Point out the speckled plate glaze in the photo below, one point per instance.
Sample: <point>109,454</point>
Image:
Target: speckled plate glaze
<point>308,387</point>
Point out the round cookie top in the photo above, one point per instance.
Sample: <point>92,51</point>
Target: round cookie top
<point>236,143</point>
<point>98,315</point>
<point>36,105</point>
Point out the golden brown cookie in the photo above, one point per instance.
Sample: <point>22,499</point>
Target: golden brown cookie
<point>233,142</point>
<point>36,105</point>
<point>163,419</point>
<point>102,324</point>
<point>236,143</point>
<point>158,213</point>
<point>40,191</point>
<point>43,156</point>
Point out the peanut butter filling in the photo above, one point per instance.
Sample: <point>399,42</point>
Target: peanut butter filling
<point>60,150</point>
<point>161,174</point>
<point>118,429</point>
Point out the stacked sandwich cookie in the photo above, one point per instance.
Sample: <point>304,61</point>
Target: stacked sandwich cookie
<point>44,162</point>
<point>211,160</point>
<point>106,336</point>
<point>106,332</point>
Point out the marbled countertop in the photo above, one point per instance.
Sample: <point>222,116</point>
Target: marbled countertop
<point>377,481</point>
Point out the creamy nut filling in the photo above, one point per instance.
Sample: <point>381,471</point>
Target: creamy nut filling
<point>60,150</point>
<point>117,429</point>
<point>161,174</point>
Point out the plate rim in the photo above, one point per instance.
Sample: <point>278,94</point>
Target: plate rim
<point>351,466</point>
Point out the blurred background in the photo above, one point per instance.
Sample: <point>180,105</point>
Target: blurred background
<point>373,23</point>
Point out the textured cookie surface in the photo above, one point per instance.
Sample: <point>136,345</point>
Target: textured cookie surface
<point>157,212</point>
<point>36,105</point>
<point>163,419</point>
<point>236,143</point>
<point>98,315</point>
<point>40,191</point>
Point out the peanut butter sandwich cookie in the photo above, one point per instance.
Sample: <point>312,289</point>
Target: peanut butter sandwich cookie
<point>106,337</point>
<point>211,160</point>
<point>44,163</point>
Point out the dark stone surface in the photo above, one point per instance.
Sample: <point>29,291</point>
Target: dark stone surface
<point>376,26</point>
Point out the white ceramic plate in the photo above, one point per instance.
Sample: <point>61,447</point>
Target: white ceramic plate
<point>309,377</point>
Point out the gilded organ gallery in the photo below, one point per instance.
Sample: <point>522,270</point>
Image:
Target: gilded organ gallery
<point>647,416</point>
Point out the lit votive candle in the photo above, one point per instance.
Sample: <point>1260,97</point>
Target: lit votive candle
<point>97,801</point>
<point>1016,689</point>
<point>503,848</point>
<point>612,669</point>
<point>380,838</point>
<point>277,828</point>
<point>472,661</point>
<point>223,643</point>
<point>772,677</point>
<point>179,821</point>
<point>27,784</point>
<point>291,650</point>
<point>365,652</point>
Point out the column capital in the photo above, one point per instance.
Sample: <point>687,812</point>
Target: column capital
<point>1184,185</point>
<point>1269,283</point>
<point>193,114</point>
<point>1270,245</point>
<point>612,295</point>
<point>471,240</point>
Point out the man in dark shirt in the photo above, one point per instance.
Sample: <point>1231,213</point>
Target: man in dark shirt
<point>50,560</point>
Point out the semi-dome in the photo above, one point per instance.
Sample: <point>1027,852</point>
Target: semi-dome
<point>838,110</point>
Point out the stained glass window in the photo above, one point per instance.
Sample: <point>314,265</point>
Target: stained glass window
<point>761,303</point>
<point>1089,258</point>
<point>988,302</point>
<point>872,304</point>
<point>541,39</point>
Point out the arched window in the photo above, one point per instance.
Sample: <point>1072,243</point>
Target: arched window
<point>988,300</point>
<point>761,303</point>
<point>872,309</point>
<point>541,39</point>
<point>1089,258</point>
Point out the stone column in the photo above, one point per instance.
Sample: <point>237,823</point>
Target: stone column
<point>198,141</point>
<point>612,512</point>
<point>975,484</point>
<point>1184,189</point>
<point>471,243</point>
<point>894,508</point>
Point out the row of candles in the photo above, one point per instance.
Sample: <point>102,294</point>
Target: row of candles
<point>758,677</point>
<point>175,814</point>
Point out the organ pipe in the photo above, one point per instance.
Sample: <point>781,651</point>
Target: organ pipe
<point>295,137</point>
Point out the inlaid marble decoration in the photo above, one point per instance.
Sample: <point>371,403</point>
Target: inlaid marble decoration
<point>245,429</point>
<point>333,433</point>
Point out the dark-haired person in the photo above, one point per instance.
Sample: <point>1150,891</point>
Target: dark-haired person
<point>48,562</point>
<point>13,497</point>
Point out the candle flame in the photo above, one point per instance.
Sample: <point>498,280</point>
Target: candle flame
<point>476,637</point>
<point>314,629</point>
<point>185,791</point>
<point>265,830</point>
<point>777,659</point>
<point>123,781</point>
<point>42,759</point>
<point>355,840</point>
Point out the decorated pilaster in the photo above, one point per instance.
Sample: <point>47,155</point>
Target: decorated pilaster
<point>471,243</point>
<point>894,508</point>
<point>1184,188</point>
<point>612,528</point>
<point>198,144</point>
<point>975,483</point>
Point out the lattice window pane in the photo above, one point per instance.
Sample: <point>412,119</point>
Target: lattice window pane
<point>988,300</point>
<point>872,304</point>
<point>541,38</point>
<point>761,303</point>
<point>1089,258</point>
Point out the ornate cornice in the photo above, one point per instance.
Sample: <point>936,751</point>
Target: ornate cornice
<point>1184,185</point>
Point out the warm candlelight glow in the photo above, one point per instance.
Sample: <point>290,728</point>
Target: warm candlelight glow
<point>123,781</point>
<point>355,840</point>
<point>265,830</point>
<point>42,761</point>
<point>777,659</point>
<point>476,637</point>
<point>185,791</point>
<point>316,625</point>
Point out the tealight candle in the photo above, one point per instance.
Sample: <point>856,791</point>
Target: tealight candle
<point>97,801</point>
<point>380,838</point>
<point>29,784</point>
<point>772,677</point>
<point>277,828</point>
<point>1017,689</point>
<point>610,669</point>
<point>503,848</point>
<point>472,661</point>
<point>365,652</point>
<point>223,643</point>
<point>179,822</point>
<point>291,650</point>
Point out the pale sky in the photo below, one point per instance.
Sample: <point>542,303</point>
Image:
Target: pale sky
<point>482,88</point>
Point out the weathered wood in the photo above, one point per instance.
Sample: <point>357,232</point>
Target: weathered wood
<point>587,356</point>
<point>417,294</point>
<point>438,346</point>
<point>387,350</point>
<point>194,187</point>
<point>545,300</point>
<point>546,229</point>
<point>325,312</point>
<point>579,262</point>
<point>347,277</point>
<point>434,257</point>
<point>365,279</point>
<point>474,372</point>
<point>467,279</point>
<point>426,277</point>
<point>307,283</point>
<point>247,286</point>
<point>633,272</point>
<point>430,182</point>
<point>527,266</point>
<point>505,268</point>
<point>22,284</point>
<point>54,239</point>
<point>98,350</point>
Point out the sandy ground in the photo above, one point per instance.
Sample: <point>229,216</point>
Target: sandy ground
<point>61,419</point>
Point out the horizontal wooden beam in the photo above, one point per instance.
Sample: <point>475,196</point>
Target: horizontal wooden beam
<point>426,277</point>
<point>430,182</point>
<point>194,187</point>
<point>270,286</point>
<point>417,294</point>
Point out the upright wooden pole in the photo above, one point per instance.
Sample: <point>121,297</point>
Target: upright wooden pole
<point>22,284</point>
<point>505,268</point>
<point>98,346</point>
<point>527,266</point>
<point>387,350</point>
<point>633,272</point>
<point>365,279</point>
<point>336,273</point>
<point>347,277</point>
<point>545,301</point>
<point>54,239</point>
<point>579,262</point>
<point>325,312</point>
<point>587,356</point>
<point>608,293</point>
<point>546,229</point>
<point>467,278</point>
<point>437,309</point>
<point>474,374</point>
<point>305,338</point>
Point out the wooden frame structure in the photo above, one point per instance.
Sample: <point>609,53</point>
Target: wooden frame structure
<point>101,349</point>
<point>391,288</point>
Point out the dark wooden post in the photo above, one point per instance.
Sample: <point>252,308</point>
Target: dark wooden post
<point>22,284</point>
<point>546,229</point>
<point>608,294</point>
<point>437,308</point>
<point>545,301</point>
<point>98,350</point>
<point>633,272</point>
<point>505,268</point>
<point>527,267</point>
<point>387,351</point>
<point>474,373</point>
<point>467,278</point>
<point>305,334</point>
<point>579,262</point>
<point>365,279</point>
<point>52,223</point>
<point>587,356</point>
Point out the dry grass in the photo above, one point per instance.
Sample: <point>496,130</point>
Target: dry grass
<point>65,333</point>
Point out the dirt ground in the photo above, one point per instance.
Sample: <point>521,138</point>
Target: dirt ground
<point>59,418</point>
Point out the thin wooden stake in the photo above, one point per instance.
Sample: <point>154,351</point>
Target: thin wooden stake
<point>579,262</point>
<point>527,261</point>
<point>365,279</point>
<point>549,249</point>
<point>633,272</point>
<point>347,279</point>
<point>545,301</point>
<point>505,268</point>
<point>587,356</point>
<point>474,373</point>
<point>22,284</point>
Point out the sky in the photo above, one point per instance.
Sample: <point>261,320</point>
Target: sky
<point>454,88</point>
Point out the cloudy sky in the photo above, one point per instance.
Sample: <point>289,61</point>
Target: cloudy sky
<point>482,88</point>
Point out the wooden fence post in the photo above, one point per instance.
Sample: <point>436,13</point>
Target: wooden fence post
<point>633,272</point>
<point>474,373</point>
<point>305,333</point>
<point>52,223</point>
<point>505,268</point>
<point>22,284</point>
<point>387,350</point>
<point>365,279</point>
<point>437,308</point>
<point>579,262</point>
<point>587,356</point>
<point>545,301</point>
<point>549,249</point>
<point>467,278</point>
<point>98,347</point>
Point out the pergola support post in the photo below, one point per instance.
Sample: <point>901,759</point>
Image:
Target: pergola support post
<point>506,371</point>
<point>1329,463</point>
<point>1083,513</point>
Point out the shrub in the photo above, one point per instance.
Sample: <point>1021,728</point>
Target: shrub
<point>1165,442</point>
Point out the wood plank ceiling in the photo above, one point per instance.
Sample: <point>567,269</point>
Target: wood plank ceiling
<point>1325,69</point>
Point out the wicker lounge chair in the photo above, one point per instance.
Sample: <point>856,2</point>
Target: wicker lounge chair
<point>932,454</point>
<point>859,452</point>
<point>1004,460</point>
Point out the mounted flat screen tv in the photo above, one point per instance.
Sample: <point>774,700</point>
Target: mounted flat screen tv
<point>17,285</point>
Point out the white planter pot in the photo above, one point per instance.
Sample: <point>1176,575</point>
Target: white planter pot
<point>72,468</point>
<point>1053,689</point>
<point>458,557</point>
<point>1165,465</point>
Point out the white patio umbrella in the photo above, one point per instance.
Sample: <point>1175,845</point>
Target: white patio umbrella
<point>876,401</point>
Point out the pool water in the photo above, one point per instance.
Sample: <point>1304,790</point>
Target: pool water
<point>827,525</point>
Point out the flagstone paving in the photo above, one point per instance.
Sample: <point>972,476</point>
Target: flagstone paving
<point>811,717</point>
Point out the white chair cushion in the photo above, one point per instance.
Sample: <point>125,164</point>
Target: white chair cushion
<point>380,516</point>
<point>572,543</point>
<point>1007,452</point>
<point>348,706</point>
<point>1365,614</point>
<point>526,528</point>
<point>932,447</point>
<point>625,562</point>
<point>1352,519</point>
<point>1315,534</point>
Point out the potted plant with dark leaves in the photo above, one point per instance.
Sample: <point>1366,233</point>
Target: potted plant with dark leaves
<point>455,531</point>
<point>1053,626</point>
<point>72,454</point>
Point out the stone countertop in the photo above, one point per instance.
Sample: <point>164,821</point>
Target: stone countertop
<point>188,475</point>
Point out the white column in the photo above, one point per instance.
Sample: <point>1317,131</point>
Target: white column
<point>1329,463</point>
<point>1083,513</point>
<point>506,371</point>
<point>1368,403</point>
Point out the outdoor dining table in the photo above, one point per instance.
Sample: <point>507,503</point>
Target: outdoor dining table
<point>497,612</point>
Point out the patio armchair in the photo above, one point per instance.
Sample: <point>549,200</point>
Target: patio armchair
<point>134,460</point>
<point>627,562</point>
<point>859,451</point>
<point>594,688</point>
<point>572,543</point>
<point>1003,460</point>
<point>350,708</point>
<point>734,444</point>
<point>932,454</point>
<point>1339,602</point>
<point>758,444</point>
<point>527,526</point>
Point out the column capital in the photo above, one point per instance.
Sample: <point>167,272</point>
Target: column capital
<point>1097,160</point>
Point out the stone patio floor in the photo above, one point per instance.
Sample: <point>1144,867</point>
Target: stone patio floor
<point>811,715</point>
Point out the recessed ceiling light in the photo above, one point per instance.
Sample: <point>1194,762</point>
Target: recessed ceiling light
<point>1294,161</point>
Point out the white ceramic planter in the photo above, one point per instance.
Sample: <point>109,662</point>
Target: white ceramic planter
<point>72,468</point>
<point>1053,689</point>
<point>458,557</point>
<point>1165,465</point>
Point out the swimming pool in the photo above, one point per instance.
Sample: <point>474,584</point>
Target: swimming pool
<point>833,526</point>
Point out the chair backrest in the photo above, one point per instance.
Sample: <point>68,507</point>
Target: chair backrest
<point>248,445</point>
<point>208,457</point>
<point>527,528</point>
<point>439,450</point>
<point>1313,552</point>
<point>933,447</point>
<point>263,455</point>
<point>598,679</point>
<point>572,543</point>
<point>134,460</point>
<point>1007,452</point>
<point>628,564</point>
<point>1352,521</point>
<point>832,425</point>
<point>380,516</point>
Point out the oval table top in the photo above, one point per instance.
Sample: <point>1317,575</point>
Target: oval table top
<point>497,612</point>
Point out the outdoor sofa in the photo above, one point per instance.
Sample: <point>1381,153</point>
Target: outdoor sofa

-- -- --

• _SET TASK_: Please write out the lines from the line with "Point out the creamy" up to and including the line with "<point>373,23</point>", exactly as they appear.

• _RIGHT ANSWER_:
Point out the creamy nut filling in the photo above, one point per instance.
Sample: <point>381,471</point>
Target: creamy nut filling
<point>60,150</point>
<point>117,429</point>
<point>161,174</point>
Point out the plate rim in the photo above, one point per instance.
Sample: <point>278,94</point>
Target: plate rim
<point>351,466</point>
Point out the blurred background in the photo above, one point per instance.
Sample: <point>180,105</point>
Target: blurred background
<point>373,23</point>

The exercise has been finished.